INPUT RECORDS:

- - - - -

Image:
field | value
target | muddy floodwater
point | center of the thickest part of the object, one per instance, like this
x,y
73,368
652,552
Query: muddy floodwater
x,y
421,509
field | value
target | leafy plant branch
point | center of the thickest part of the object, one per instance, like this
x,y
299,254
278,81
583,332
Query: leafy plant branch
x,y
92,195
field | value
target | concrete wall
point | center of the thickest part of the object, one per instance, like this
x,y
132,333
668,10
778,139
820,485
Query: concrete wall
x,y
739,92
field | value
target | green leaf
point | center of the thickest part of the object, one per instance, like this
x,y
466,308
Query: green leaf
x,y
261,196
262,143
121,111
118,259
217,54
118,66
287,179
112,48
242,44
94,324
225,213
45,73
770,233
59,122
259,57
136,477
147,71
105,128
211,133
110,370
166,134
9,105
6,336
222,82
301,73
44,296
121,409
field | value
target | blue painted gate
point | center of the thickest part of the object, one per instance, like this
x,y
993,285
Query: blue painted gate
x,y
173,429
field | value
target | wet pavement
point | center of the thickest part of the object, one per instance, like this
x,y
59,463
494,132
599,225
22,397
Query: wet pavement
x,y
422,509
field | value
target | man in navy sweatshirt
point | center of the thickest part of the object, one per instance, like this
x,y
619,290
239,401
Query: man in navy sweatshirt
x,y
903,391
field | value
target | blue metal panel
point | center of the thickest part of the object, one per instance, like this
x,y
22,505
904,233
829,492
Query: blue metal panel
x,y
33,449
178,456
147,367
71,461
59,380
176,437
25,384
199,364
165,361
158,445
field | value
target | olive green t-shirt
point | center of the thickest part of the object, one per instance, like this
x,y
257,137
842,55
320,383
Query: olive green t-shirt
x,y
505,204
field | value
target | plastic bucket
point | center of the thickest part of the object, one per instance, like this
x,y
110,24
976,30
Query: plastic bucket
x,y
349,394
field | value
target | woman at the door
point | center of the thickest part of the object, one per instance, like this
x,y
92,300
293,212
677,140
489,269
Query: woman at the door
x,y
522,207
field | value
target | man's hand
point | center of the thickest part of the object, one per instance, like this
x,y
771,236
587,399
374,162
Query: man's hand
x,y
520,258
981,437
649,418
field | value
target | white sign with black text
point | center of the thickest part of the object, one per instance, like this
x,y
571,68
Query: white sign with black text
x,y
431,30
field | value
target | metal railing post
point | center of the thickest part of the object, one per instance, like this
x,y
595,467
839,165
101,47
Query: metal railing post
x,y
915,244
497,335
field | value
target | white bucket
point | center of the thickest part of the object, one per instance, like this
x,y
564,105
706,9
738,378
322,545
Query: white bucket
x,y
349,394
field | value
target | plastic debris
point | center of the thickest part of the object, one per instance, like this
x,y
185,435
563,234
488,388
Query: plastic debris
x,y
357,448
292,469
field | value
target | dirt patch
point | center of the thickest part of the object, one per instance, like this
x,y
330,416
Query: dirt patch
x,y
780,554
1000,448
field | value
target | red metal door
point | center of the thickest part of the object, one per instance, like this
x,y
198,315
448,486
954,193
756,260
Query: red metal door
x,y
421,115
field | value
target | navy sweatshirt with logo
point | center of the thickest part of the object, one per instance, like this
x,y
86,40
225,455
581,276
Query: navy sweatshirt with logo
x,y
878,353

- - - - -

TASK DIRECTIONS: The reply must hold exactly the lines from the one containing "Query: dirt patch" to the last line of the entries, and nothing more.

RESULT BELOW:
Query: dirt patch
x,y
780,554
1000,448
field | value
target | red metal door
point | center of the thickest part of the object, one per instance, like this
x,y
198,315
448,486
954,193
756,260
Query: red metal door
x,y
421,115
field | value
target | navy sweatshirt with logo
point | center of the thickest part of the object, one per instance, like this
x,y
86,40
225,455
581,276
Query: navy sweatshirt with logo
x,y
878,353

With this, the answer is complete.